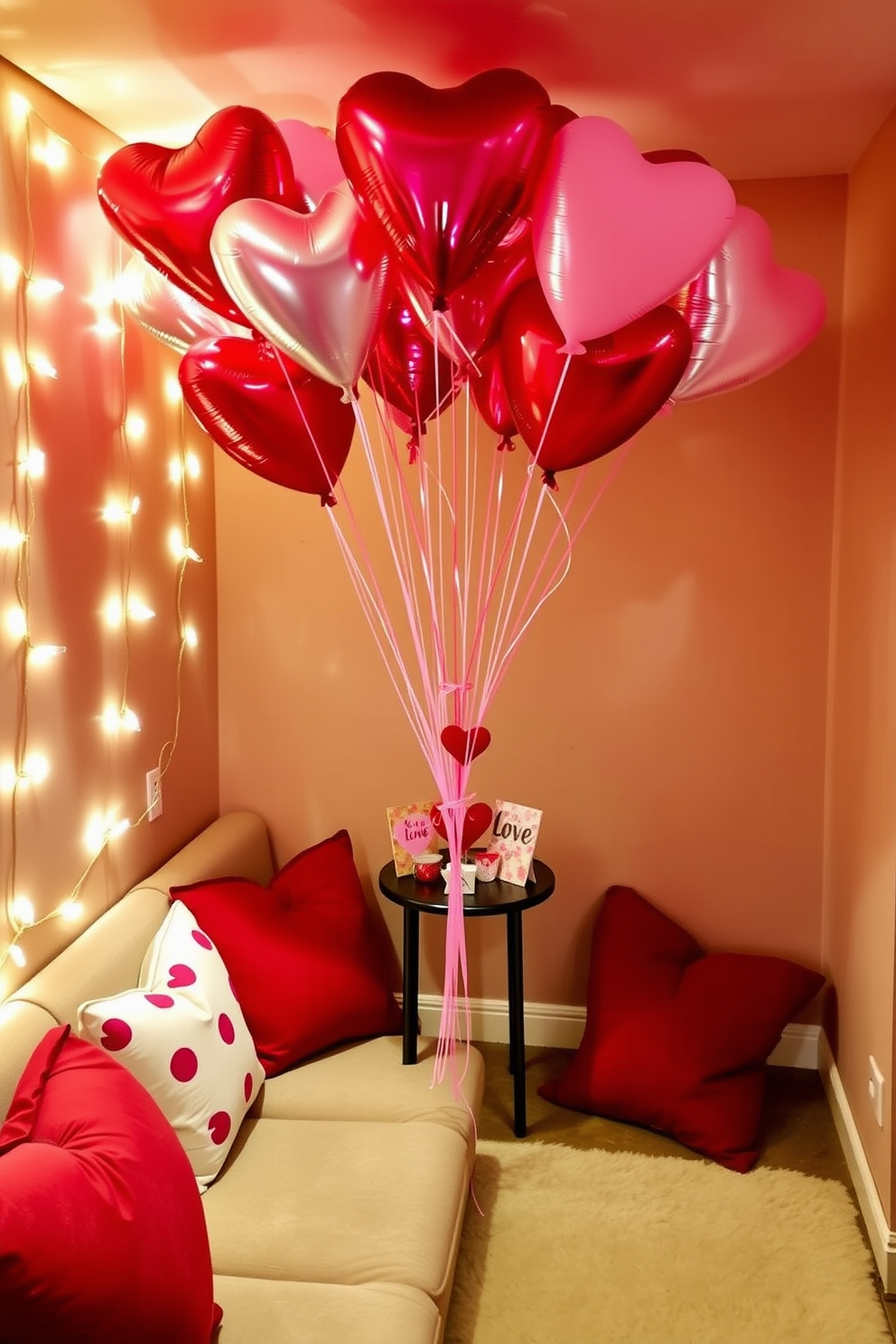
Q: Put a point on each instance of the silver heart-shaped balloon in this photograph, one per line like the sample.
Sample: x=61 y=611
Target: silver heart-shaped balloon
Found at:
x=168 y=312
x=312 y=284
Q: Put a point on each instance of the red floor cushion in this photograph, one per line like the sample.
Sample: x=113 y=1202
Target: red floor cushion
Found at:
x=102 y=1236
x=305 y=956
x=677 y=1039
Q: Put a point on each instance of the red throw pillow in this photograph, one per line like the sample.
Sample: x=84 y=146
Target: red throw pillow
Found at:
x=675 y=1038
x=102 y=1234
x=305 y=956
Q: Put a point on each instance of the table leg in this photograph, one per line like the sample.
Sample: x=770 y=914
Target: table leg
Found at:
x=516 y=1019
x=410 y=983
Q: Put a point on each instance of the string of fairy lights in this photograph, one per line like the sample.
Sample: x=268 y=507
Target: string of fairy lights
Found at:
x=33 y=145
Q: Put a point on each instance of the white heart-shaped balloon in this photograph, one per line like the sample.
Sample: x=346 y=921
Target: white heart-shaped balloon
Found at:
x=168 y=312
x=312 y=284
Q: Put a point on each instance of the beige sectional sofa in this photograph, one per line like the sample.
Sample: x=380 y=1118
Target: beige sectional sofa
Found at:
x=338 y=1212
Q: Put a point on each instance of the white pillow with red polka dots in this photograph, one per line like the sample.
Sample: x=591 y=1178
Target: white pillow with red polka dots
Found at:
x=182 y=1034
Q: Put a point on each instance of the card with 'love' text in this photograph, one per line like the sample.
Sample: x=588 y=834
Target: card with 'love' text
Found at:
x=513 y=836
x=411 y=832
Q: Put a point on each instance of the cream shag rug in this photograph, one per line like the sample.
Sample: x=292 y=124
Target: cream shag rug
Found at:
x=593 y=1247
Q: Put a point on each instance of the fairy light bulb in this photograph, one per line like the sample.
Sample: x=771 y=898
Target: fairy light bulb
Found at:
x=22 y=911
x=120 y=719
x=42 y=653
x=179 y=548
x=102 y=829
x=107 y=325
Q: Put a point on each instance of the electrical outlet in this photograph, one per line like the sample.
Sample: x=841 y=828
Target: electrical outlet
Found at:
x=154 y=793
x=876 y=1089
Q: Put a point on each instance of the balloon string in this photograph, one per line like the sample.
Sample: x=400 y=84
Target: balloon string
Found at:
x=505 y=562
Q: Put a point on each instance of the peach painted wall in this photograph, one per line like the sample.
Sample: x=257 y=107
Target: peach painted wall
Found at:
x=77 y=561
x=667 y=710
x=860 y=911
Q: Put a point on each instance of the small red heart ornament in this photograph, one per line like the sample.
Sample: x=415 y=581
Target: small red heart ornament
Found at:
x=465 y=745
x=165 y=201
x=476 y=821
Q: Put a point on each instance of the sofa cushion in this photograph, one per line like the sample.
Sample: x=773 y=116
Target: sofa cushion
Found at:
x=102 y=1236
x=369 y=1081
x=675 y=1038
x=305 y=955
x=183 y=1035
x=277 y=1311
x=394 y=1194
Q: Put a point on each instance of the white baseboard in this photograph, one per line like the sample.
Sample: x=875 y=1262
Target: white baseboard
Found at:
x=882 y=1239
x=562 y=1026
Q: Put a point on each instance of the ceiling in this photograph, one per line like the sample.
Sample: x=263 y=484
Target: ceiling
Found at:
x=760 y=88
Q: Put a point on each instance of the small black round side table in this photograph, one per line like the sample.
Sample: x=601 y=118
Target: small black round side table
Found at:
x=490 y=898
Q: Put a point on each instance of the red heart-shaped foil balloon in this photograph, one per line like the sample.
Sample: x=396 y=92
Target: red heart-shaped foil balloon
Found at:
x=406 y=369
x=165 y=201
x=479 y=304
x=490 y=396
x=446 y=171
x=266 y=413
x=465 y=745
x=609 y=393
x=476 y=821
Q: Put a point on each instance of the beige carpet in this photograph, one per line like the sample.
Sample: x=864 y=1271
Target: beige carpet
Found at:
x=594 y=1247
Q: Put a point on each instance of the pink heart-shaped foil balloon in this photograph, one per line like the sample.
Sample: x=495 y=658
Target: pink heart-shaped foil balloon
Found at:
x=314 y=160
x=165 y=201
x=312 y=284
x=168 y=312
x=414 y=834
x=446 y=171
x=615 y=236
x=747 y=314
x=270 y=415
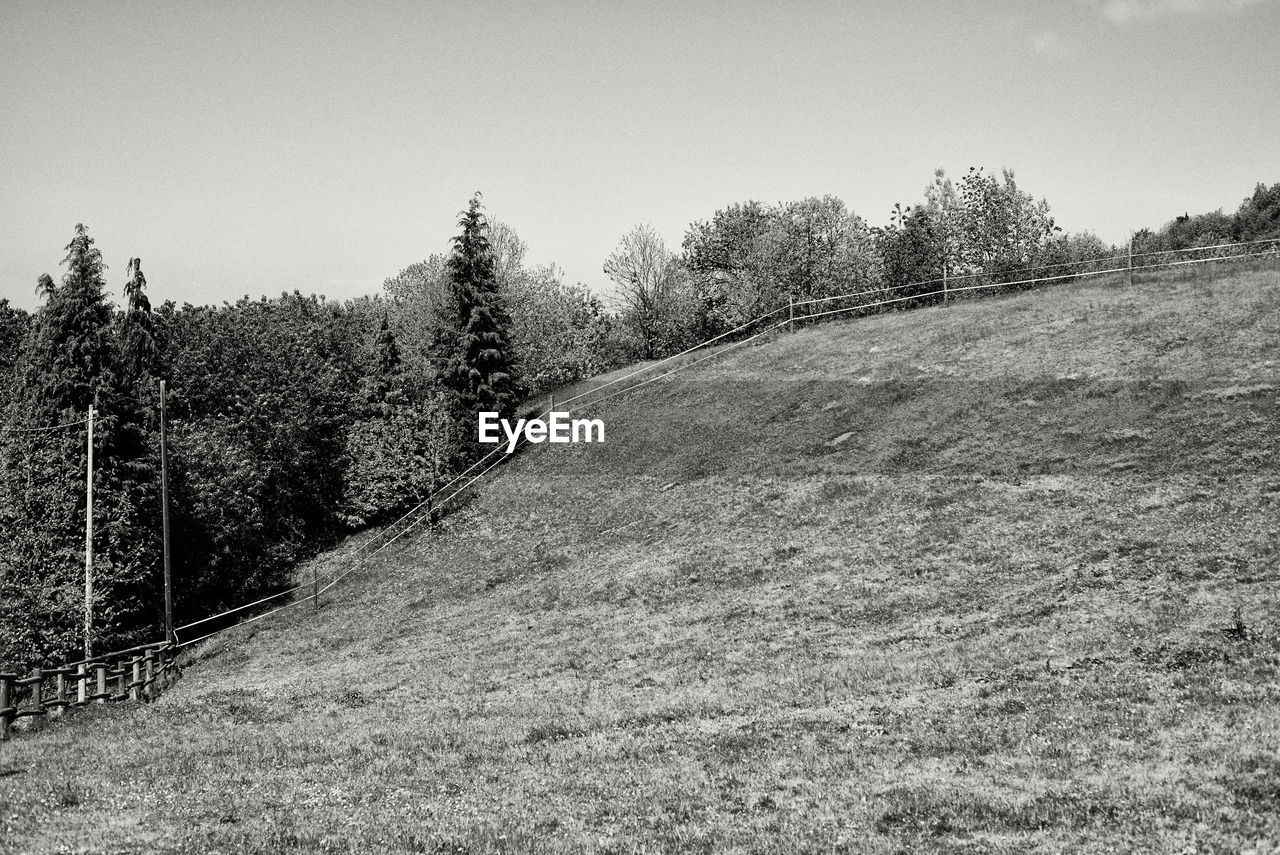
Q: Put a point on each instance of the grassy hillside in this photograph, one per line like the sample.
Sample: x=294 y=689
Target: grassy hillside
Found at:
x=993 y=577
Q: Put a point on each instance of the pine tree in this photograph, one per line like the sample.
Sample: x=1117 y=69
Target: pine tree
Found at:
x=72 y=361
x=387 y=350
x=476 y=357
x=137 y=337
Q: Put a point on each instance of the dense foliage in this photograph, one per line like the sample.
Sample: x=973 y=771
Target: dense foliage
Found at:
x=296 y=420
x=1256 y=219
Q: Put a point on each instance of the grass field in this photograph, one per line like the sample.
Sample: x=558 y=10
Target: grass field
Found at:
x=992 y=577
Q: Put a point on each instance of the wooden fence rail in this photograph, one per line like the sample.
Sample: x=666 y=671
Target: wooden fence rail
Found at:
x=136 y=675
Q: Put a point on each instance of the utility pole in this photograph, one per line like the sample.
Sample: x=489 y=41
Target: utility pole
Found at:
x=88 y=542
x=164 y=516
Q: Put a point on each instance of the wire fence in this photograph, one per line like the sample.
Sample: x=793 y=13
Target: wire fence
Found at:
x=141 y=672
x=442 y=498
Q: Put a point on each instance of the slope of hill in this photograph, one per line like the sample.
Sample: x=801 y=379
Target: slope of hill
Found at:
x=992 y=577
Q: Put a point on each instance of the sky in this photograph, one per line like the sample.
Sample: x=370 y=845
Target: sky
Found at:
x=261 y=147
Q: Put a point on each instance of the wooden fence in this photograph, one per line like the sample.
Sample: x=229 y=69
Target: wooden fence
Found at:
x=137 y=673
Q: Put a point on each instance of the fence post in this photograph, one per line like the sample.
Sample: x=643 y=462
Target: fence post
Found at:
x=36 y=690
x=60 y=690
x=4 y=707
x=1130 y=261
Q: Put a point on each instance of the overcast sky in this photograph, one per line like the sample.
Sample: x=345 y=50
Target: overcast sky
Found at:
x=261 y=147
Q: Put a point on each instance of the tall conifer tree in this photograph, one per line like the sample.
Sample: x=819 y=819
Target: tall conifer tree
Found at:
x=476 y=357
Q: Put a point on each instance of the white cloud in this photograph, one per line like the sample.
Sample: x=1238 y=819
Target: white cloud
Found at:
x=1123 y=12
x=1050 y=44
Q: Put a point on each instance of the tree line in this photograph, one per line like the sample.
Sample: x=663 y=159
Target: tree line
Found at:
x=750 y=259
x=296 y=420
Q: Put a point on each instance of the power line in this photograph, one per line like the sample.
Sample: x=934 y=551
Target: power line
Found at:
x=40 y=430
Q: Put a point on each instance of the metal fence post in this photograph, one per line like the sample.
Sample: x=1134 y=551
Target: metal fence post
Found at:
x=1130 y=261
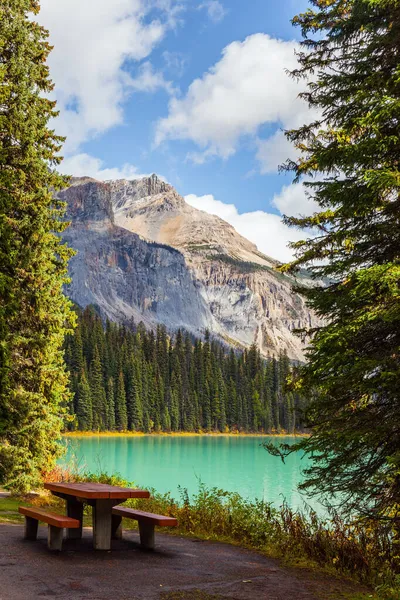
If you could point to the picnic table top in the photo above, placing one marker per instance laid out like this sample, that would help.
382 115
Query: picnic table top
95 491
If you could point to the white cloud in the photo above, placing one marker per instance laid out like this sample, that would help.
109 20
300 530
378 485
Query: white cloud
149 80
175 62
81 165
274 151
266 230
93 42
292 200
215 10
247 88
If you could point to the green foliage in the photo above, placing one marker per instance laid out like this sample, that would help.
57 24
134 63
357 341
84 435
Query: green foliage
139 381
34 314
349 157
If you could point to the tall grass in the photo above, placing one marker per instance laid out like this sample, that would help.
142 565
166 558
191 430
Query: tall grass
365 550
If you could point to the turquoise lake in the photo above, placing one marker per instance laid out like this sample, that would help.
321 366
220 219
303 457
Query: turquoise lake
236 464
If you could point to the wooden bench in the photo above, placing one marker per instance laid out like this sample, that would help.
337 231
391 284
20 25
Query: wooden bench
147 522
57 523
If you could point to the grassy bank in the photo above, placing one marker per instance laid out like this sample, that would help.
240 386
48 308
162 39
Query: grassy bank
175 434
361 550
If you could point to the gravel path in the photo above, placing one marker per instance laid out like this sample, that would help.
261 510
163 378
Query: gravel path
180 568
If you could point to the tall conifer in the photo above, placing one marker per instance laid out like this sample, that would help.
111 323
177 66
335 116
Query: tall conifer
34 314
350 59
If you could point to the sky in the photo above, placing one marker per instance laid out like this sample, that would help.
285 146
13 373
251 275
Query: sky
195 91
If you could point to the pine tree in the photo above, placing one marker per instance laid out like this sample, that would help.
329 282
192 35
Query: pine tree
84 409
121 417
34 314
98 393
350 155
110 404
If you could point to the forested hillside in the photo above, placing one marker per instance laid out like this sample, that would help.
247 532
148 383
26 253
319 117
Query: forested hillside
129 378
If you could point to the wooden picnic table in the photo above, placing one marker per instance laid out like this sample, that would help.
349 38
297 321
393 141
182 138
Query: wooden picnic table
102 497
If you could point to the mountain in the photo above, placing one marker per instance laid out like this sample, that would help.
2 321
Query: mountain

- [About this exercise]: Begin at the first line of the data above and repeat each line exactly, stopping after the line containing "Q: Put a point on each instance of the red floor". Omit the pictures.

- [The answer]:
Q: Put a point on each instance of the silver heart-shaped balloon in this photograph, one per line like the sample.
Sample: x=61 y=611
Target: silver heart-shaped balloon
Found at:
x=168 y=312
x=312 y=284
Q: Put a point on each instance of the red floor cushion in this photograph, one per line like the sample.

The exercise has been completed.